◆ **Passage shown**
((

Kimmel has also seen an alteration in producers' attitude toward the handling of cast albums. "That whole world has changed in the last two years," he said. "It used to be that producers would rather have died than pay for their own cast album, but that's exactly what's happened in the last couple of years. Now the label paying for a cast album is the exception rather than the rule." PS Classics' first cast album was the 2003 Broadway revival of Nine, and its connection to the show was its composer, Maury Yeston. An early PS project has been "The Maury Yeston Songbook." "I've known Maury for 30 years," said Krasker. "I was rehearsal pianist on the original production of Nine. We had just finished 'The Maury Yeston Songbook' and Maury was so happy. He said, 'We're getting ready to mount this revival of Nine. You should really bid on it.' Philip and I were so green, I didn't even know what 'bid on it' means." But they did bid, and their bid was accepted.
The album proved a good seller. "We went from going to projects costing 'X' amount to projects costing four times that amount, and realizing we could fund those things." Cast albums of Fiddler on the Roof, The Frogs, Pacific Overtures, Assassins and the recent London revival of Sunday in the Park With George followed. Recently, PS continued its relationship with Stephen Sondheim, entering into an unusual partnership with Nonesuch to co-produce the new Broadway revival of Company.

))

◆ **Exercise requirements**
(A) Answer these questions about the passage on cast albums, one per line:
(i) What was PS Classics' first cast album?
(ii) What job did Krasker hold on the original production of Nine?
(iii) Which label did PS partner with to co-produce the new Broadway revival of Company?
(B) Write a continuation of the passage about cast albums, picking up after its final sentence.
The rows are separate material and are not part of the passage about cast albums.

[Point-per-instance localization rows]
((

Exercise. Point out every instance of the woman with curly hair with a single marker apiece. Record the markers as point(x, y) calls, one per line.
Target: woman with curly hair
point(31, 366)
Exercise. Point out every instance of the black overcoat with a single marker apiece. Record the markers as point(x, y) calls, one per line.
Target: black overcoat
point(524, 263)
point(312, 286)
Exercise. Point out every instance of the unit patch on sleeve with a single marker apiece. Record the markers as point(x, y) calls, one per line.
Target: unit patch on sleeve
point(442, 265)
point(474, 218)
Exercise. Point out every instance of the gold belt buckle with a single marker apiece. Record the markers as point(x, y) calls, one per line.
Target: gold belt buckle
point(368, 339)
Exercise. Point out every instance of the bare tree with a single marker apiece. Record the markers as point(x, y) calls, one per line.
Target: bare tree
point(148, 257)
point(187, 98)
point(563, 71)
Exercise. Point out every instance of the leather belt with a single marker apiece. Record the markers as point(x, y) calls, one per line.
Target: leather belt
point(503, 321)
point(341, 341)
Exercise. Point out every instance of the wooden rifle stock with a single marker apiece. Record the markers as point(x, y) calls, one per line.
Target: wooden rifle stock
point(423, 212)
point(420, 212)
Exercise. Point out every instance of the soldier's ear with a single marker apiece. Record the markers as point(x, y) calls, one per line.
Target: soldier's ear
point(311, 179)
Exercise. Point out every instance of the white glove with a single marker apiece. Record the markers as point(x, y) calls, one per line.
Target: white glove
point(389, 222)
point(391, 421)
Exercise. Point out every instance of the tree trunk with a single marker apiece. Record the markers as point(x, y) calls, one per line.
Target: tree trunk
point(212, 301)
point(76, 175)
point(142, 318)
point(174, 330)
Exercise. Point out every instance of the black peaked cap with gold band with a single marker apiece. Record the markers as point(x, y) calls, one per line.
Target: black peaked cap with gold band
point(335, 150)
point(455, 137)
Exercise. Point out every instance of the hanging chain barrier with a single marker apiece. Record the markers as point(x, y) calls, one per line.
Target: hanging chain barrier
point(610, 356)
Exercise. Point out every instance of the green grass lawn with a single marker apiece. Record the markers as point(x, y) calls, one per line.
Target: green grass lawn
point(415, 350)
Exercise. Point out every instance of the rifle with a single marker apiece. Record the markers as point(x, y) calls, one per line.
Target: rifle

))

◆ **Results of the exercise**
(A)
(i) The 2003 Broadway revival of Nine
(ii) Rehearsal pianist
(iii) Nonesuch

(B)
Fiddler and Assassins are PS Classics' best selling cast albums. Though Krasker declined to reveal specific sales figures, he said "with a Broadway cast album, we look to move anywhere from 30,000 units to 60,000 units in the first 18 months… With Off-Broadway cast albums, we look to sell anywhere from 5,000 to 10,000 units in a similar period of time."
Needless to say, the days of debt and obscurity are in the past for Sh-K-Boom and PS Classics. Both labels are profitable, thanks to growing catalogues; PS has more than 50 albums to its credit, Sh-K-Boom more than 40. "I can finally start paying myself a salary," joked Deutsch.
Deutsch knows the music business will continue to change, but he believes, whatever comes, there will be a place in the theatre world for "mom and pop" operations like his. "The way that we listen to music is changing, but cast albums are a vital part of the way you market a show and a part of its future life. And, ultimately, preservation is the most important thing. Because they're really pieces of history and without cast albums these shows would probably be forgotten."
Adds Kimmel, "I think we keep musical theatre alive."